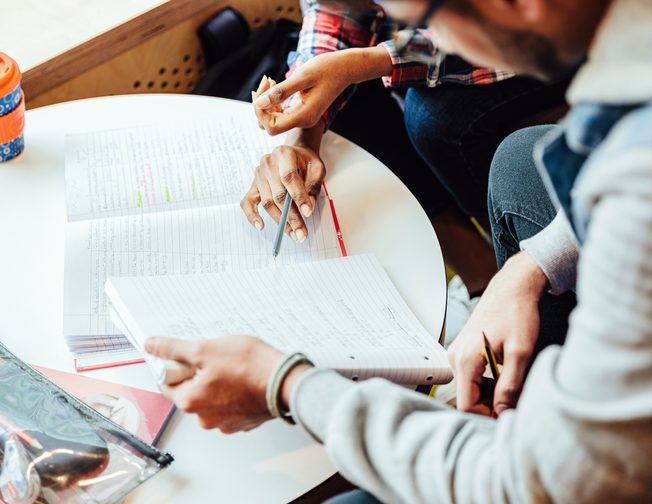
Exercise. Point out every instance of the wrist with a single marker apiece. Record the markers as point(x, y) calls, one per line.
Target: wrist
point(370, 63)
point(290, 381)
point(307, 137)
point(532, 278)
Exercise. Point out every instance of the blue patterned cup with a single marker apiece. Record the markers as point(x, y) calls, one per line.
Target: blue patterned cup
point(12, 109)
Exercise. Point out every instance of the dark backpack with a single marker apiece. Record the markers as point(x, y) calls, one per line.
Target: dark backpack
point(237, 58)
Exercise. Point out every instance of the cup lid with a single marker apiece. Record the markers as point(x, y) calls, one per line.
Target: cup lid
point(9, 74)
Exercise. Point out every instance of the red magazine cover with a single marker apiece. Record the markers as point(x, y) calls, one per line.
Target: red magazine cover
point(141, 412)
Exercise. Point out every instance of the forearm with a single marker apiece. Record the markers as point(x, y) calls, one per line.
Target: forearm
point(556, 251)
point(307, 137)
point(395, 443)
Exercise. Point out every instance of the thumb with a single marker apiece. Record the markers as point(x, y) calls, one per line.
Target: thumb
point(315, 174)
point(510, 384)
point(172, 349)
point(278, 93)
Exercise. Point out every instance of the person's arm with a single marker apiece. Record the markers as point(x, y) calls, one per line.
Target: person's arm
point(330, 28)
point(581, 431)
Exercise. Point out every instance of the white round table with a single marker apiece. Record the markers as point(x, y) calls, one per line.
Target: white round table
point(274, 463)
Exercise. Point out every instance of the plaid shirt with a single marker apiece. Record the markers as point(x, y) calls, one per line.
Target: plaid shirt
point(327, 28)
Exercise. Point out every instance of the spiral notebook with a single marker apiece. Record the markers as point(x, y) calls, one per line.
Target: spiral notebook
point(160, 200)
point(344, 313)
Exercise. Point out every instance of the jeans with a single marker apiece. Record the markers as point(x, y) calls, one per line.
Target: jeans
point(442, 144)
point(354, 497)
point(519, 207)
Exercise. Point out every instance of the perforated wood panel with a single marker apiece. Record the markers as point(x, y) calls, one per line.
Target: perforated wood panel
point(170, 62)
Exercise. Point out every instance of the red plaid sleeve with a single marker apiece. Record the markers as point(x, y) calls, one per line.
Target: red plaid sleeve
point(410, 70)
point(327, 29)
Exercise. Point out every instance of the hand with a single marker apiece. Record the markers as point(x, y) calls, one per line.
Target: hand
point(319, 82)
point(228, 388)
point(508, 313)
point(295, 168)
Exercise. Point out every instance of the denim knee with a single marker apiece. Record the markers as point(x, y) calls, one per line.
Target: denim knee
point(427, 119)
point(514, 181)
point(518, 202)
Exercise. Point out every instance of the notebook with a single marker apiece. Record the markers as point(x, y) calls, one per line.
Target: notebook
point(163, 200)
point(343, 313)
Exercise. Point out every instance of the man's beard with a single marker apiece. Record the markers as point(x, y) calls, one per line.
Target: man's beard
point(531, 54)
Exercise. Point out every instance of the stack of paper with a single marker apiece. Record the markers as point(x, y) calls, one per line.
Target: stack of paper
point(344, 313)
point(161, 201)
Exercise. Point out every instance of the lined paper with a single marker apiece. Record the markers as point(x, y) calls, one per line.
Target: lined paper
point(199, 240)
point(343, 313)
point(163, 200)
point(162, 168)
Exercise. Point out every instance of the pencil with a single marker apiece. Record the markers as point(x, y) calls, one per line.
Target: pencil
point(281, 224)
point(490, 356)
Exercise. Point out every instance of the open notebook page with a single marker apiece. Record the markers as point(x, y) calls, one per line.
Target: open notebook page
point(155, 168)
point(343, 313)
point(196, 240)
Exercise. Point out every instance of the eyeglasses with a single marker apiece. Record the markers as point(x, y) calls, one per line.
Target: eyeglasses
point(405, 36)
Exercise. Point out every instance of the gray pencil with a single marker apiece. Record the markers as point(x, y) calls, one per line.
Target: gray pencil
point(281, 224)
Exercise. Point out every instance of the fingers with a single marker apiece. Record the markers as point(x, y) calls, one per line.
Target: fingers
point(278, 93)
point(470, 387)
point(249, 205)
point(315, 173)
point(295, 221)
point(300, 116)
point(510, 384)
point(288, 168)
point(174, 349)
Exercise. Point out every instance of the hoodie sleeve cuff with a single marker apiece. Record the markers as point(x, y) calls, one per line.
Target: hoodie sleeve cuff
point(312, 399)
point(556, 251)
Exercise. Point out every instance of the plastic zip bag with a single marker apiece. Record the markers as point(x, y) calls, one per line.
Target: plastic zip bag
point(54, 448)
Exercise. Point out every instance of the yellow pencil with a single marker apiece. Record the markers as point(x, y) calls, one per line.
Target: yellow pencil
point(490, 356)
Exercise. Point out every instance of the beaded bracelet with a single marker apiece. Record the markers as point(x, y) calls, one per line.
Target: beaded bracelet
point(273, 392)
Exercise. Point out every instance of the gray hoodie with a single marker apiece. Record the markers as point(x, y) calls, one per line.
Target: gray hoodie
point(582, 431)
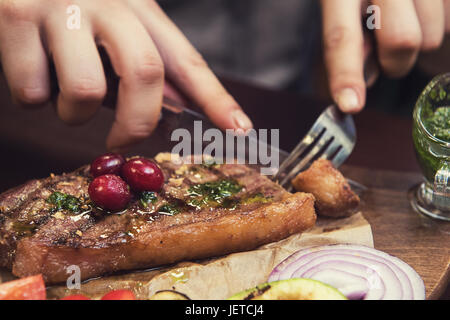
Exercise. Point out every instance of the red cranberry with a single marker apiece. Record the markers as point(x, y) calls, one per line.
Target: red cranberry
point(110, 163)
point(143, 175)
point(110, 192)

EXERCISE OBJECTIVE:
Turn the records above, from the line with "Exercise. Point out every instance of the plaid" to the line with "point(327, 28)", both included, into a Markdown table with the columns Row and Text, one row per line and blank lines left out.

EXERCISE SOLUTION:
| Row | Text |
|---|---|
| 1 | Exercise. Point out every instance of the plaid shirt with a single marker apiece. Record the markers as point(x, y) calls, one per line. |
| 2 | Target: plaid shirt |
| 3 | point(327, 28) |